»»

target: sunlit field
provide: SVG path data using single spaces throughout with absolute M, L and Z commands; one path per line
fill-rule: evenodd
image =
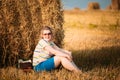
M 0 69 L 0 80 L 120 80 L 120 12 L 64 12 L 64 45 L 82 70 L 51 72 Z

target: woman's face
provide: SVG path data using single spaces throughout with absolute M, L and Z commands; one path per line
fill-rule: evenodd
M 52 39 L 51 31 L 50 30 L 43 30 L 42 38 L 47 40 L 47 41 L 51 41 L 51 39 Z

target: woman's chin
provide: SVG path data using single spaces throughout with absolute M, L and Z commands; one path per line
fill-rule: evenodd
M 44 40 L 46 40 L 46 41 L 50 41 L 50 39 L 44 39 Z

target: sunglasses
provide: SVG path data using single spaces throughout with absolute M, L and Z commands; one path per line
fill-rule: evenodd
M 52 33 L 44 33 L 43 35 L 51 35 Z

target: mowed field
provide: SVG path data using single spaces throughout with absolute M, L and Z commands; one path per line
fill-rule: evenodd
M 82 74 L 0 69 L 0 80 L 120 80 L 120 12 L 65 11 L 64 45 Z

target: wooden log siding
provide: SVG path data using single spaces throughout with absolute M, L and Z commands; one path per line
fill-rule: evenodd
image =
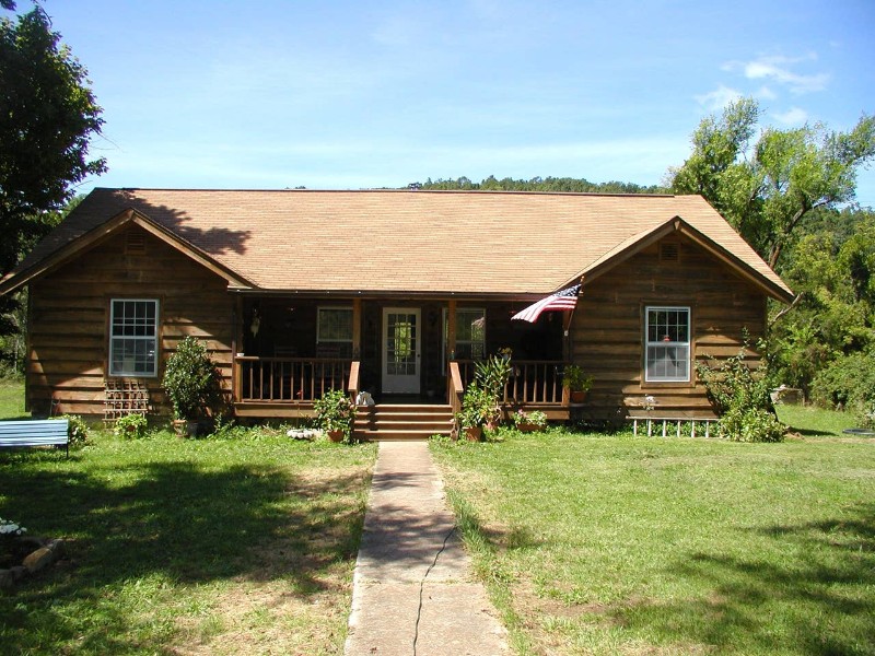
M 765 331 L 762 293 L 691 242 L 680 241 L 676 262 L 661 262 L 654 244 L 583 288 L 571 337 L 572 360 L 595 378 L 586 414 L 620 419 L 653 396 L 661 414 L 712 417 L 692 364 L 690 383 L 644 382 L 648 305 L 690 308 L 693 361 L 725 360 L 738 352 L 745 329 L 754 342 Z M 759 356 L 750 355 L 748 363 L 756 366 Z
M 167 355 L 186 336 L 207 342 L 231 389 L 233 301 L 226 282 L 180 253 L 144 235 L 143 255 L 125 255 L 119 234 L 31 285 L 27 403 L 36 415 L 103 415 L 110 298 L 158 298 L 161 356 L 144 382 L 156 410 Z

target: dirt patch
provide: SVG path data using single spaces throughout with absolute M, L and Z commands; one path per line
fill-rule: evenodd
M 306 513 L 292 512 L 287 530 L 253 544 L 246 575 L 209 608 L 177 619 L 172 653 L 341 653 L 355 559 L 350 527 L 363 520 L 359 492 L 369 477 L 364 467 L 296 475 L 288 494 L 306 499 Z

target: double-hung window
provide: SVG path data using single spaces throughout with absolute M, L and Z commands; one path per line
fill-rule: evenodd
M 158 376 L 158 301 L 109 302 L 109 375 Z
M 316 320 L 317 352 L 323 355 L 352 355 L 352 308 L 319 307 Z
M 690 379 L 690 308 L 646 307 L 644 380 L 688 383 Z
M 456 308 L 456 350 L 454 353 L 446 352 L 448 335 L 450 313 L 444 308 L 444 355 L 456 360 L 482 360 L 486 356 L 486 308 Z

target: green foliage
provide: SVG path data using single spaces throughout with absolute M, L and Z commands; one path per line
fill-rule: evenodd
M 38 4 L 0 19 L 0 274 L 57 223 L 73 185 L 106 171 L 88 159 L 101 108 L 60 38 Z
M 875 118 L 848 133 L 822 125 L 763 130 L 752 147 L 759 107 L 743 98 L 702 120 L 692 153 L 670 173 L 677 194 L 701 194 L 775 268 L 803 220 L 853 200 L 856 171 L 875 157 Z
M 576 192 L 576 194 L 663 194 L 664 187 L 651 185 L 642 187 L 633 183 L 591 183 L 584 178 L 569 177 L 533 177 L 530 179 L 498 179 L 490 175 L 479 183 L 471 181 L 470 178 L 459 177 L 456 179 L 427 179 L 419 187 L 425 190 L 458 190 L 458 191 L 541 191 L 541 192 Z
M 836 359 L 815 376 L 812 397 L 822 408 L 852 411 L 862 427 L 875 427 L 875 352 Z
M 462 397 L 462 411 L 456 419 L 462 427 L 497 424 L 501 419 L 504 387 L 511 377 L 510 358 L 492 355 L 476 364 L 474 380 Z
M 593 386 L 593 377 L 585 374 L 583 368 L 576 364 L 565 367 L 563 379 L 571 391 L 590 391 Z
M 720 417 L 722 437 L 734 442 L 780 442 L 786 427 L 774 417 L 765 366 L 745 362 L 748 344 L 718 365 L 696 363 L 708 399 Z
M 316 412 L 316 426 L 323 431 L 343 431 L 343 442 L 352 440 L 352 424 L 355 421 L 355 403 L 342 389 L 326 391 L 313 401 Z
M 194 420 L 218 414 L 223 402 L 222 377 L 207 345 L 186 337 L 167 359 L 162 386 L 176 419 Z
M 518 426 L 520 424 L 532 424 L 539 429 L 547 426 L 547 415 L 540 410 L 526 412 L 520 409 L 511 415 L 511 421 L 515 426 Z
M 70 441 L 70 446 L 82 446 L 89 440 L 89 425 L 84 420 L 77 414 L 62 414 L 61 417 L 52 417 L 51 419 L 66 419 L 67 437 Z
M 875 345 L 875 214 L 819 212 L 782 274 L 800 293 L 770 333 L 778 382 L 812 393 L 817 373 Z
M 113 426 L 113 434 L 120 440 L 142 440 L 148 432 L 149 421 L 142 414 L 126 414 Z
M 456 413 L 458 423 L 463 429 L 475 429 L 492 421 L 495 415 L 495 398 L 479 380 L 471 380 L 462 397 L 462 410 Z
M 511 377 L 511 371 L 510 358 L 492 355 L 476 364 L 474 377 L 498 405 L 504 398 L 504 387 Z

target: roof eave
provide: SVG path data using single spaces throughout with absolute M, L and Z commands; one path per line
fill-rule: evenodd
M 75 237 L 68 244 L 51 253 L 49 256 L 33 263 L 27 269 L 16 273 L 10 273 L 9 276 L 4 277 L 0 281 L 0 296 L 14 292 L 30 282 L 46 276 L 50 271 L 56 270 L 58 267 L 75 259 L 94 246 L 102 244 L 117 233 L 121 227 L 130 223 L 140 226 L 175 250 L 191 258 L 219 277 L 224 278 L 229 282 L 229 285 L 236 288 L 255 286 L 250 281 L 221 265 L 194 244 L 182 239 L 178 235 L 155 223 L 136 209 L 129 208 L 122 212 L 119 212 L 101 225 Z
M 762 276 L 762 273 L 757 271 L 750 265 L 714 242 L 704 233 L 696 230 L 680 216 L 675 216 L 654 230 L 648 232 L 640 239 L 630 243 L 625 248 L 621 248 L 617 253 L 612 254 L 610 257 L 598 261 L 595 266 L 583 270 L 580 273 L 580 277 L 571 279 L 571 281 L 573 282 L 579 278 L 582 278 L 584 284 L 588 284 L 607 271 L 614 269 L 614 267 L 625 262 L 635 254 L 640 253 L 648 246 L 651 246 L 652 244 L 655 244 L 660 239 L 674 233 L 681 234 L 689 238 L 699 247 L 703 248 L 723 263 L 728 266 L 736 274 L 759 288 L 768 296 L 785 304 L 793 302 L 795 295 L 790 288 L 780 285 L 769 278 Z

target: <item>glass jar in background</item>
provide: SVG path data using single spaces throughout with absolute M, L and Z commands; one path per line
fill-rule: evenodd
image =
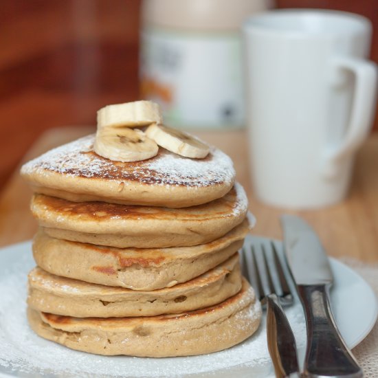
M 245 124 L 241 26 L 273 0 L 144 0 L 141 96 L 184 129 Z

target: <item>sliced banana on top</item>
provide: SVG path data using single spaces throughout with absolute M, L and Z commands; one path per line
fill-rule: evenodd
M 209 153 L 209 146 L 197 138 L 162 124 L 153 124 L 146 130 L 146 135 L 159 146 L 184 156 L 201 159 Z
M 97 127 L 140 127 L 162 122 L 160 108 L 152 101 L 141 100 L 108 105 L 97 112 Z
M 124 127 L 98 129 L 93 150 L 111 160 L 129 162 L 153 157 L 159 147 L 141 130 Z

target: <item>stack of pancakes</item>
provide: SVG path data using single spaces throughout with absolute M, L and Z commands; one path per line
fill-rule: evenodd
M 252 225 L 231 159 L 164 148 L 122 163 L 94 136 L 25 164 L 39 230 L 28 318 L 39 335 L 102 355 L 166 357 L 229 348 L 258 326 L 237 251 Z

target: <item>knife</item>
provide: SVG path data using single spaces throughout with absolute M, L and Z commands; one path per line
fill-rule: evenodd
M 298 216 L 283 215 L 281 223 L 287 263 L 306 317 L 304 375 L 335 378 L 363 377 L 332 315 L 329 293 L 333 277 L 319 238 Z

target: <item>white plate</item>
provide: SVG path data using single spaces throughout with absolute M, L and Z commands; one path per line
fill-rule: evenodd
M 280 248 L 281 244 L 278 243 Z M 340 332 L 350 347 L 360 342 L 377 315 L 375 296 L 352 269 L 331 260 L 335 276 L 331 304 Z M 211 355 L 164 359 L 103 357 L 71 351 L 38 337 L 25 319 L 27 274 L 34 265 L 31 242 L 0 250 L 0 377 L 269 377 L 265 321 L 245 342 Z M 304 355 L 305 326 L 300 304 L 287 310 Z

««

• _EXERCISE DESCRIPTION_
Reproduce the entries from the line with "target: <item>knife</item>" up to and including the line with "M 298 216 L", swapping "evenodd" for "nonzero" and leaving everything else unchanged.

• _REPLY_
target: <item>knife</item>
provide: SVG path data using single spaces throughout with absolute M, L and Z commands; one path per line
fill-rule: nonzero
M 298 216 L 283 215 L 281 223 L 287 263 L 306 317 L 304 375 L 335 378 L 363 377 L 332 315 L 329 293 L 333 277 L 319 238 Z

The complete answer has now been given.